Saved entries

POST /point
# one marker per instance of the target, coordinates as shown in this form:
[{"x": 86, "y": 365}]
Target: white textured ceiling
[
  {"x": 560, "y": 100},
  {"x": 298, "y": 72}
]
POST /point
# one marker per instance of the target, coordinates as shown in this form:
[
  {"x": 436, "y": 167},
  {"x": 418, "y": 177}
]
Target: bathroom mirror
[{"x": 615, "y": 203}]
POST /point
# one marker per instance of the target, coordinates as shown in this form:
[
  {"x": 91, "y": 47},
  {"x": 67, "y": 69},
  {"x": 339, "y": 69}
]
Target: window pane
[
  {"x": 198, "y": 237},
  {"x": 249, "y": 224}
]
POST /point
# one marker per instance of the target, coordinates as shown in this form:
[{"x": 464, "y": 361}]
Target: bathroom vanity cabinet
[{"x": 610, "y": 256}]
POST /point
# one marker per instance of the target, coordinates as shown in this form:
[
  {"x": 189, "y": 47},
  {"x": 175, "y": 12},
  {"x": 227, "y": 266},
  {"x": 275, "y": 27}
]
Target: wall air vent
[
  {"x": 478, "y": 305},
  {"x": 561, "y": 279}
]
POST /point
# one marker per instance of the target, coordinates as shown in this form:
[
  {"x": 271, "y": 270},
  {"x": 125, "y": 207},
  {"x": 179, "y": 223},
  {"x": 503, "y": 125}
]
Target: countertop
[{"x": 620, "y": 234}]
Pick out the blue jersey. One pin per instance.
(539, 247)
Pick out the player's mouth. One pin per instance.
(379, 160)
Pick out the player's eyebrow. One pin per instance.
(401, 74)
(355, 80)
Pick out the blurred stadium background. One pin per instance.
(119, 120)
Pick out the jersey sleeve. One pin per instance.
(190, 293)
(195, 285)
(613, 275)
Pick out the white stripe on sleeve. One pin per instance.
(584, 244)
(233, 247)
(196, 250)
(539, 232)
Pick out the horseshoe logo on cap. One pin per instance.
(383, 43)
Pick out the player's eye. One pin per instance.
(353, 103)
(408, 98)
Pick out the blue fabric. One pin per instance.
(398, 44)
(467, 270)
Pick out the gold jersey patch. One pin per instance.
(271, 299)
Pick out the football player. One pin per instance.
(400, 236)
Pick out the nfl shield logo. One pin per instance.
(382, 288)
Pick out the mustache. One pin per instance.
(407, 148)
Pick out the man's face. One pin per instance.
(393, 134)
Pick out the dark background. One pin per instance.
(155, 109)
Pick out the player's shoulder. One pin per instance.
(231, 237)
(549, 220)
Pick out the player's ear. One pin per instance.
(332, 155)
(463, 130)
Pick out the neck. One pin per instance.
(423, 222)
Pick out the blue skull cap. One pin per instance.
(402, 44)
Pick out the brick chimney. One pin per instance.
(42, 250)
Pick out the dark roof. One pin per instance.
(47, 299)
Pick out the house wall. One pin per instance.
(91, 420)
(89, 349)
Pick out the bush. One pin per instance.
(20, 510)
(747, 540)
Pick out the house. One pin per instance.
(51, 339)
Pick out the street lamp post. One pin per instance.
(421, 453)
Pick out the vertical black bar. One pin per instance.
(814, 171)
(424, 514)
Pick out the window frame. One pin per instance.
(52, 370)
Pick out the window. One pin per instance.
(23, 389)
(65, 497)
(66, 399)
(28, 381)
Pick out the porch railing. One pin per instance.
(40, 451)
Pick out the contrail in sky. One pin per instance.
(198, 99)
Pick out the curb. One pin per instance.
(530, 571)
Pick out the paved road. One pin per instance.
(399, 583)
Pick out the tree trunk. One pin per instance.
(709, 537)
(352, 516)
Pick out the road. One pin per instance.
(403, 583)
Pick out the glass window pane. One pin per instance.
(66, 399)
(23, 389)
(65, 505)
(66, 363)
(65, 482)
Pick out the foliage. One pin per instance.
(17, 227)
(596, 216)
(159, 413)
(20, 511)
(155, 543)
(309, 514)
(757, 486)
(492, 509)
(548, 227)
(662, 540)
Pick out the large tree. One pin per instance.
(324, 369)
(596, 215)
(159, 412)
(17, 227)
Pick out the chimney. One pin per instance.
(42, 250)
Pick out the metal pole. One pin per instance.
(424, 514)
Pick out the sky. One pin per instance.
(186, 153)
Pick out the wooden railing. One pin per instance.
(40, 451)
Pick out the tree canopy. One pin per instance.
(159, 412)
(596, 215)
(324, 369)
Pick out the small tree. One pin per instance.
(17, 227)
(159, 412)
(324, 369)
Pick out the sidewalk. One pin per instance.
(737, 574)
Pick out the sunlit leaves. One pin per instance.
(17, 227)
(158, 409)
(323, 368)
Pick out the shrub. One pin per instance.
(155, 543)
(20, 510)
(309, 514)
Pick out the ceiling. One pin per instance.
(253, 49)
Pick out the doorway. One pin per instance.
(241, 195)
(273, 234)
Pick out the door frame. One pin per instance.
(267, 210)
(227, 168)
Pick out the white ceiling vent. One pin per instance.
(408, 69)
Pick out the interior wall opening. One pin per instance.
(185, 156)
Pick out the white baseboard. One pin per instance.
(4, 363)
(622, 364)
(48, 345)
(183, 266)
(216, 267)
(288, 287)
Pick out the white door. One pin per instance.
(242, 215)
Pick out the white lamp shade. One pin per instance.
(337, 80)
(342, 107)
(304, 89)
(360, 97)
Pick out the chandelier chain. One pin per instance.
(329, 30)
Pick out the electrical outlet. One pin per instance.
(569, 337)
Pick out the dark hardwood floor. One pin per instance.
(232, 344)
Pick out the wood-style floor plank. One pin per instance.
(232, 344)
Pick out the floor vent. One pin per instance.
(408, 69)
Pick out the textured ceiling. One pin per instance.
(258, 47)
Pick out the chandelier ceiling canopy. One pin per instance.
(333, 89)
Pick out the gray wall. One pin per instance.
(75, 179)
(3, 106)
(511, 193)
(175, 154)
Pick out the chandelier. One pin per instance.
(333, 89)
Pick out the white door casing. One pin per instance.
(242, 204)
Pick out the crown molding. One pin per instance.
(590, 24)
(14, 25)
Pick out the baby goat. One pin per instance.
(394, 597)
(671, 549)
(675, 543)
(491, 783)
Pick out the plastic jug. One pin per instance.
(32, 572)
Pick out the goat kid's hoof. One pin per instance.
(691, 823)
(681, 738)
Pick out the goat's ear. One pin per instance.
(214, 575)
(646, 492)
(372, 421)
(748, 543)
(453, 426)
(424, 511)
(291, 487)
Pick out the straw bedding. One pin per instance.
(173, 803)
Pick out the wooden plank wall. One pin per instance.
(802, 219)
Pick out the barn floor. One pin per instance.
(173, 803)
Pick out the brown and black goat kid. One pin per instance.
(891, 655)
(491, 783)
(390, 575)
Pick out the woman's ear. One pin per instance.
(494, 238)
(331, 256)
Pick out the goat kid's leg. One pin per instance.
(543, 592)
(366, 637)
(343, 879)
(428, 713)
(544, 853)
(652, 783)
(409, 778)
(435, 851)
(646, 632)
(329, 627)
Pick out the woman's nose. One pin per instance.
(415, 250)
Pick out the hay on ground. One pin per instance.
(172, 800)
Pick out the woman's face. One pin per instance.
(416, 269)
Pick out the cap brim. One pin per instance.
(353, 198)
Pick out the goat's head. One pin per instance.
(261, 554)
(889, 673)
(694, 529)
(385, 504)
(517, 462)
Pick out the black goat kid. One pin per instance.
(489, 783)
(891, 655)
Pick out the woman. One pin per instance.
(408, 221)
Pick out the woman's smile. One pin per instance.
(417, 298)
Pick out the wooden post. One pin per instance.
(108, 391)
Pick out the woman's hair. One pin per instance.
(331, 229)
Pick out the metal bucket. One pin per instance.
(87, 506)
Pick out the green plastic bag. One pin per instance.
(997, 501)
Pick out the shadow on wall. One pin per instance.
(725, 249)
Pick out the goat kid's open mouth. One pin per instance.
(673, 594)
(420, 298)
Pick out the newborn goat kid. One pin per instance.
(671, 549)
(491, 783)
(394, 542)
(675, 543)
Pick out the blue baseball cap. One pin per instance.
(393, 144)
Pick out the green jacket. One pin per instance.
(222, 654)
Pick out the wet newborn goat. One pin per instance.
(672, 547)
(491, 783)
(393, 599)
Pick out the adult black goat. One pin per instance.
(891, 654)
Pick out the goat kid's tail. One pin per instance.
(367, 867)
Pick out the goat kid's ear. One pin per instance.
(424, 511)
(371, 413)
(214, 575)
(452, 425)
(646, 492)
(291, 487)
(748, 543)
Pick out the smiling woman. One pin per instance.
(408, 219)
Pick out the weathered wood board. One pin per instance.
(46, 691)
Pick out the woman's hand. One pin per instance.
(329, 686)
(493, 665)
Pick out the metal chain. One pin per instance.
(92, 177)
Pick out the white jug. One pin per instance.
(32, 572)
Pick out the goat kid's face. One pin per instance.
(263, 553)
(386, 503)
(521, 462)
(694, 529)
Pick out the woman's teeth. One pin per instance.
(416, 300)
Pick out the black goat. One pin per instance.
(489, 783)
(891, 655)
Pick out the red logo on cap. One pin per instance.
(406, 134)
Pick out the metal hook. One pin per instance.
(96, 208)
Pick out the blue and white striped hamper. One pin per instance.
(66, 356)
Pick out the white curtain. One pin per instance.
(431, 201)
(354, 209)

**WHAT THIS TASK INVOLVES**
Nothing should appear in the answer except the lines from the one with "Pick out the woman's teeth." through the final line of the records, written exactly.

**SOLUTION FOR THIS TASK**
Pick out the woman's teeth. One pin per instance.
(416, 300)
Pick out the black goat. One pin per instance.
(489, 783)
(891, 655)
Pick out the red logo on cap. One pin per instance.
(406, 134)
Pick out the metal hook. One pin per instance.
(96, 208)
Pick out the blue and white striped hamper. One pin per instance.
(66, 356)
Pick out the white curtain. One pin per instance.
(431, 201)
(354, 209)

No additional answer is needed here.